* **SET TASK**
Arrange every line of the records below as a numbered list, skipping any blank lines.

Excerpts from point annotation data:
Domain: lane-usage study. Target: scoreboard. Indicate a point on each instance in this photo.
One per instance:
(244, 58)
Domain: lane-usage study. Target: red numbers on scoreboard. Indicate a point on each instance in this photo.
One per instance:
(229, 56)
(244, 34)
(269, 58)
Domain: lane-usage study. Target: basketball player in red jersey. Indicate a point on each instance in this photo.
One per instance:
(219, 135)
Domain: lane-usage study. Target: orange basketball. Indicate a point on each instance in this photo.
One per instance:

* **SOLUTION FOR THIS EXERCISE**
1. Domain: lane-usage study. Target: scoreboard. Indicate a point on each instance in this photo.
2. One per instance:
3. (244, 58)
4. Domain: lane-usage study. Target: red numbers on scoreboard. Indicate a point on each instance in this photo.
5. One per instance:
6. (229, 56)
7. (244, 34)
8. (269, 58)
9. Domain: lane-usage study. Target: basketball player in red jersey. Indicate a point on each instance in this photo.
10. One per instance:
11. (219, 135)
12. Domain: lane-usage study. Target: orange basketball. Indicate a point on each instance in this photo.
13. One per instance:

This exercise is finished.